> _What the task asks_: Can you return the records below exactly as they stand, but only from the first line through the one with "x=50, y=202"?

> _Records shown_:
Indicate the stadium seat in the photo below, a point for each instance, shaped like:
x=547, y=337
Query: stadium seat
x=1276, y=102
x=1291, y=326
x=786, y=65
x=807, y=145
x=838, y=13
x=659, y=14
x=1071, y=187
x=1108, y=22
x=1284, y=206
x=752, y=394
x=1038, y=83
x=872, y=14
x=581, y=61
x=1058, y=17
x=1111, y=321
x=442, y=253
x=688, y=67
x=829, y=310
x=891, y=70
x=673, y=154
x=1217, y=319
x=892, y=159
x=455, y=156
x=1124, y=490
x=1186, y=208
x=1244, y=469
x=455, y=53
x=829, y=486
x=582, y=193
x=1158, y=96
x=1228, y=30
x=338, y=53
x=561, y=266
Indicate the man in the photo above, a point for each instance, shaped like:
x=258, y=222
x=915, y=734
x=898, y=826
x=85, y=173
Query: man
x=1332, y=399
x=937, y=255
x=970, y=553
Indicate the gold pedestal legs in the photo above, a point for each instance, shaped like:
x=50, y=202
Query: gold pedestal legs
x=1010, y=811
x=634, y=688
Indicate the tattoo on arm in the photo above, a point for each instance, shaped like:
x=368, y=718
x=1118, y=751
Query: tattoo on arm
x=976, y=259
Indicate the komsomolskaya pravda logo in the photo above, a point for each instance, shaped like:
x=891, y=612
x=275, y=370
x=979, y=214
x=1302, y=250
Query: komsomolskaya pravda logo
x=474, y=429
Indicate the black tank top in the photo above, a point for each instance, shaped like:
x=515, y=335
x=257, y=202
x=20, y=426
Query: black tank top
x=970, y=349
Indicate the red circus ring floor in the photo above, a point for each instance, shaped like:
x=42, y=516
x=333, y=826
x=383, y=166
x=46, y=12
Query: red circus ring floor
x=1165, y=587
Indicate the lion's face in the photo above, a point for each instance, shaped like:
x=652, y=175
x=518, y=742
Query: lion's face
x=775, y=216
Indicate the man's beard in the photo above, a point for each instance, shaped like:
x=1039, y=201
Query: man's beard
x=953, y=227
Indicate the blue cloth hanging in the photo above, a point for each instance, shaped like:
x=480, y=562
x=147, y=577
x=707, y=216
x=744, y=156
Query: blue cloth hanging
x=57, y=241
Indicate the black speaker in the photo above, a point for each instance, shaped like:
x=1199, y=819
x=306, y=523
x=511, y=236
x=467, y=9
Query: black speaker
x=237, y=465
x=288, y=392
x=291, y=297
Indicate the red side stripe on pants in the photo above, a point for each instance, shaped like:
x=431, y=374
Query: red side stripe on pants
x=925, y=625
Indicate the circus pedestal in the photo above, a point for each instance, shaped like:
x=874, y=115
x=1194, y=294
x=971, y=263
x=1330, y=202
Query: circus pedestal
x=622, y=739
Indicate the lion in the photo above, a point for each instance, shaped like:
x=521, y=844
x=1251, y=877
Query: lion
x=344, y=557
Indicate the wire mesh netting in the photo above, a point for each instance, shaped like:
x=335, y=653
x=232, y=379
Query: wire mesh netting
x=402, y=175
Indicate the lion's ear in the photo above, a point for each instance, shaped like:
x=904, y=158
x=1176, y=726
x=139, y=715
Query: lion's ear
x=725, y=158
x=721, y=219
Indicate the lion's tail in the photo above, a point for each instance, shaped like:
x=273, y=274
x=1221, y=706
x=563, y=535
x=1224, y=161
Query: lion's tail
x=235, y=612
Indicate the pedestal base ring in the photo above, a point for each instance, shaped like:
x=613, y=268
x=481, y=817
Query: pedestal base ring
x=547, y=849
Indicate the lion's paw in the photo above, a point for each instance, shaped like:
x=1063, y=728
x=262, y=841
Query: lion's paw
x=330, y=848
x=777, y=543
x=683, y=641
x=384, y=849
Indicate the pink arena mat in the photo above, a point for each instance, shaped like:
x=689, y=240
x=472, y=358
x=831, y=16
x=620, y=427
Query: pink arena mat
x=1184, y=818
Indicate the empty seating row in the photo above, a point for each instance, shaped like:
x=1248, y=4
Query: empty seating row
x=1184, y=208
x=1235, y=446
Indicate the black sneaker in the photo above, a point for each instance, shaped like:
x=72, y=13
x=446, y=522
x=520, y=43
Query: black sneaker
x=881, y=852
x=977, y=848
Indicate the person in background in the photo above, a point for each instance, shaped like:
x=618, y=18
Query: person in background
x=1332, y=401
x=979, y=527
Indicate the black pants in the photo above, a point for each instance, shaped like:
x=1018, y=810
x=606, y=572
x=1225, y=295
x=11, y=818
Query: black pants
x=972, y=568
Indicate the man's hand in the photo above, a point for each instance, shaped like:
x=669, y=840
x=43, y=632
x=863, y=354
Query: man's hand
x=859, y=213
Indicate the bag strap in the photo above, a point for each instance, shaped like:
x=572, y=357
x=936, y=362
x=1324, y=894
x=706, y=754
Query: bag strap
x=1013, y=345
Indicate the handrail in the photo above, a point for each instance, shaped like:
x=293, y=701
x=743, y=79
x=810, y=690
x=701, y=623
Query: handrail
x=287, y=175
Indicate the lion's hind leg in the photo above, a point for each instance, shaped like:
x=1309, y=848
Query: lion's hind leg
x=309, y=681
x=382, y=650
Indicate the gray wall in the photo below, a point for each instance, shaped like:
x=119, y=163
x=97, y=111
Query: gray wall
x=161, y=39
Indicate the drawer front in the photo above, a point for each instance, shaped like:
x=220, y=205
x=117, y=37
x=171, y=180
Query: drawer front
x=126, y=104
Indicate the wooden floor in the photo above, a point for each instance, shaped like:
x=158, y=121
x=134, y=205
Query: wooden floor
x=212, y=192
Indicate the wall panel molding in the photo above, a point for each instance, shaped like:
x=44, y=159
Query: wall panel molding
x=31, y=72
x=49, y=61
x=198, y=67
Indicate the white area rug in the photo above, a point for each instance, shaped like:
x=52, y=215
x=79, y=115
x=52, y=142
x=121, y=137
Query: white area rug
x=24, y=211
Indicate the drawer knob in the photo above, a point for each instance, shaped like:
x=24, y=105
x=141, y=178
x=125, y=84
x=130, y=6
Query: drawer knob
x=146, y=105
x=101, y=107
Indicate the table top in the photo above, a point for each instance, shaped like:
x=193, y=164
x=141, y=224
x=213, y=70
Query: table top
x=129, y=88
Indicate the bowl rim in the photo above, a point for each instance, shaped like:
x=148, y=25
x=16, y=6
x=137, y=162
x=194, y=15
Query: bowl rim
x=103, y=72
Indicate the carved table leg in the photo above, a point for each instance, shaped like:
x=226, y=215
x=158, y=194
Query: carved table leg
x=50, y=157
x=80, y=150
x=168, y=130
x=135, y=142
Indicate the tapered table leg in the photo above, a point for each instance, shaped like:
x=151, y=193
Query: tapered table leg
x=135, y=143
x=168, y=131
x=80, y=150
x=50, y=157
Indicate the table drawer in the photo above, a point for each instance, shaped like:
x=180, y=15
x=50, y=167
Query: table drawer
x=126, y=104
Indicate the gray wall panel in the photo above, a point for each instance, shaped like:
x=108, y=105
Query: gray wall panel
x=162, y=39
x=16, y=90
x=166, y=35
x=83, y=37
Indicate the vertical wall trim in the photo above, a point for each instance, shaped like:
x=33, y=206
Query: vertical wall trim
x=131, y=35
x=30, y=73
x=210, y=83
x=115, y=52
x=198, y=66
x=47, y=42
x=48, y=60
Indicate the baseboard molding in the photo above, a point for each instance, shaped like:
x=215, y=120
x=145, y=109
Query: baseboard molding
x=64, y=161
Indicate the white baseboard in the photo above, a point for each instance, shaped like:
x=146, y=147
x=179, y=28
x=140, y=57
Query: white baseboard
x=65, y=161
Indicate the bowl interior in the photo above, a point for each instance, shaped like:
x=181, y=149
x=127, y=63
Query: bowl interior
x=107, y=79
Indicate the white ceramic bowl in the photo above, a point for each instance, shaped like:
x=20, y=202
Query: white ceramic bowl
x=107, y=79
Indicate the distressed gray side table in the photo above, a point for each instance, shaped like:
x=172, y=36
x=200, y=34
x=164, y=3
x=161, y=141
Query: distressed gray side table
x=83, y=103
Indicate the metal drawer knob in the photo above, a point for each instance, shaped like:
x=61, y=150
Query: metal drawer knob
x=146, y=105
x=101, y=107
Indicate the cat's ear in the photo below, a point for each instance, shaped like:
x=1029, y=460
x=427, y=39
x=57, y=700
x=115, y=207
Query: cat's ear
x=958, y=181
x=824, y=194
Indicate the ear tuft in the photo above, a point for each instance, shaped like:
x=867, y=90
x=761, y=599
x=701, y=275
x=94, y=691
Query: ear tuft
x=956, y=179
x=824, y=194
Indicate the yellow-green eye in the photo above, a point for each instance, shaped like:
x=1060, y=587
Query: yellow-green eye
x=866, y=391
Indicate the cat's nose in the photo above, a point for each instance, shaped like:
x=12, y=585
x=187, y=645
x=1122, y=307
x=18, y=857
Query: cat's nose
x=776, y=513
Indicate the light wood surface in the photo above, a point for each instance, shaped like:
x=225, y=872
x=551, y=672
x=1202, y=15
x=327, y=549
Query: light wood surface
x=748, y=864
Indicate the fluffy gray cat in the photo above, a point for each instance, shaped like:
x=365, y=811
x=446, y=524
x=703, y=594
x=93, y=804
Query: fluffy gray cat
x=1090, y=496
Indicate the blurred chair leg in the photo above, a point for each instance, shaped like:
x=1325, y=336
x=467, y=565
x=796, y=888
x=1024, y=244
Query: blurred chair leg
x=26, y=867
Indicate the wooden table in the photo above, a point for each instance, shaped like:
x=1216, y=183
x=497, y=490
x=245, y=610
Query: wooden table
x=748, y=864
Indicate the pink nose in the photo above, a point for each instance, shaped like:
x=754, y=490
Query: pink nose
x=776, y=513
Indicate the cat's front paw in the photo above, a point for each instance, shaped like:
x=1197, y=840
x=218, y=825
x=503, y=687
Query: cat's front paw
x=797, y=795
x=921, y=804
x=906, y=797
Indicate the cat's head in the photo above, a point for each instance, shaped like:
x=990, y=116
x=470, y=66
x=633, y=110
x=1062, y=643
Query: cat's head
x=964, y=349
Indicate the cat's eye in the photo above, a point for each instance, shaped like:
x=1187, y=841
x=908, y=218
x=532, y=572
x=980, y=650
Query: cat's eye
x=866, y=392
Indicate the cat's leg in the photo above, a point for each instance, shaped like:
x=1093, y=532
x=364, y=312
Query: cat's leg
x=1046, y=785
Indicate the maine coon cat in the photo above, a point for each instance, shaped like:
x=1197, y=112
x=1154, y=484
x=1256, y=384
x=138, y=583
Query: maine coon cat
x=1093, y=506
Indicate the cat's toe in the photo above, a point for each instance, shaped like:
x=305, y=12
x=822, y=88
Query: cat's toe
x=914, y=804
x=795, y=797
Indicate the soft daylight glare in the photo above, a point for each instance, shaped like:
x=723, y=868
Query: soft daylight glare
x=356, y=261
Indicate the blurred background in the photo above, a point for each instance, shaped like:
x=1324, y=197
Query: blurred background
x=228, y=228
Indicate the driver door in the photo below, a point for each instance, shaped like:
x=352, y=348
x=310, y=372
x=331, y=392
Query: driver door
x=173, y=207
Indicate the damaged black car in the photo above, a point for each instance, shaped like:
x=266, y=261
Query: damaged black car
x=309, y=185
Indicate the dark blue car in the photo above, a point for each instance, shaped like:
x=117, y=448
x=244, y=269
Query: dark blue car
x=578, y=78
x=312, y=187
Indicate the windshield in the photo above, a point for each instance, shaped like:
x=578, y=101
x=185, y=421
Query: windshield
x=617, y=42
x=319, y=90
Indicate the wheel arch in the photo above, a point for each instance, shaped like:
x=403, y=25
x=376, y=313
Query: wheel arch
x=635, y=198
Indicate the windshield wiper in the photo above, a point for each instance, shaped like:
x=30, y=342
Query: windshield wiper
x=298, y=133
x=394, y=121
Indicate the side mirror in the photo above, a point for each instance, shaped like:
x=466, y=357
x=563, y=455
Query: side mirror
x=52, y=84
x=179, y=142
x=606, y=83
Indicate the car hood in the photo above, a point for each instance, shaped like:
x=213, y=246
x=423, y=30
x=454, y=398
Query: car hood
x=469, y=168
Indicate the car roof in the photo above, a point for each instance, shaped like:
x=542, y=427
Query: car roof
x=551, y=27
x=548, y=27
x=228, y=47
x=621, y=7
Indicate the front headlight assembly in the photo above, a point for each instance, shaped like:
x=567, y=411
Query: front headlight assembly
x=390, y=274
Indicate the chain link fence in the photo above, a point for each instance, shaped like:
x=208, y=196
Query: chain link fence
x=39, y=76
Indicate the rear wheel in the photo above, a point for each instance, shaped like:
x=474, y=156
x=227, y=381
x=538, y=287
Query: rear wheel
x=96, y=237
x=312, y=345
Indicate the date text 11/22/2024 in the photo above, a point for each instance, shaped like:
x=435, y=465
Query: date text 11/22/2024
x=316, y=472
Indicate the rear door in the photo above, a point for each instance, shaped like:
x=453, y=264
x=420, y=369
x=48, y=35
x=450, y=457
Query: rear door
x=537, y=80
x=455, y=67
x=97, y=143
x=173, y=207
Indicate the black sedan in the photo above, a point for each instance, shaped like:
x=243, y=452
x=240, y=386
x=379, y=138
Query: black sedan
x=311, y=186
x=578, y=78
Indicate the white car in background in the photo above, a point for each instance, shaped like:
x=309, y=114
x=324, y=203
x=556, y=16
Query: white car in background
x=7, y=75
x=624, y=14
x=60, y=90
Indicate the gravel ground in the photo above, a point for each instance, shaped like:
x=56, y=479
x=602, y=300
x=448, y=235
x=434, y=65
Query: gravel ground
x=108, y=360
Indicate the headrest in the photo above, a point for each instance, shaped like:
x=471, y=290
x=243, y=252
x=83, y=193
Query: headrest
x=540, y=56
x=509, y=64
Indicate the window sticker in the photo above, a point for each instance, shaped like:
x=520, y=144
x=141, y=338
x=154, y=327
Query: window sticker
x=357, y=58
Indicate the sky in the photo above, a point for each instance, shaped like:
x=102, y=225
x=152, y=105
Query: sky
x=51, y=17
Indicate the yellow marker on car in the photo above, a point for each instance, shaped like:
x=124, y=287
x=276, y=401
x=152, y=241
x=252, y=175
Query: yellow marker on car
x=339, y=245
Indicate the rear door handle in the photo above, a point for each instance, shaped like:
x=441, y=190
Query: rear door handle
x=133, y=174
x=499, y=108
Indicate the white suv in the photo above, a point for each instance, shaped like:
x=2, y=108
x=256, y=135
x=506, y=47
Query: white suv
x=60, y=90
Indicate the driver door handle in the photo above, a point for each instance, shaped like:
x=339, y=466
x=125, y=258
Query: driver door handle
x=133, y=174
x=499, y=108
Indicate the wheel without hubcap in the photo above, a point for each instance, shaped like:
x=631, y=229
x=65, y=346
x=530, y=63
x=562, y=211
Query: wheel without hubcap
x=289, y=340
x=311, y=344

> _Result below_:
Indicate the stadium seat in the photo below, a point for each instance, shaped like:
x=547, y=337
Query: stadium seat
x=1276, y=102
x=1291, y=326
x=786, y=65
x=807, y=145
x=838, y=13
x=659, y=14
x=1071, y=187
x=1108, y=22
x=1284, y=206
x=752, y=394
x=1038, y=83
x=872, y=14
x=581, y=61
x=1058, y=17
x=1111, y=321
x=442, y=253
x=688, y=67
x=829, y=310
x=891, y=70
x=673, y=154
x=1217, y=319
x=892, y=159
x=455, y=156
x=1124, y=490
x=1186, y=208
x=1244, y=469
x=455, y=53
x=829, y=486
x=582, y=193
x=1158, y=96
x=1228, y=30
x=338, y=53
x=561, y=266
Indicate the man in the photo above, a point for each instance, shaped like:
x=258, y=222
x=915, y=734
x=898, y=826
x=85, y=173
Query: man
x=1332, y=399
x=937, y=255
x=970, y=553
Indicate the gold pedestal legs in the photo above, a point for each instance, shaped like:
x=50, y=202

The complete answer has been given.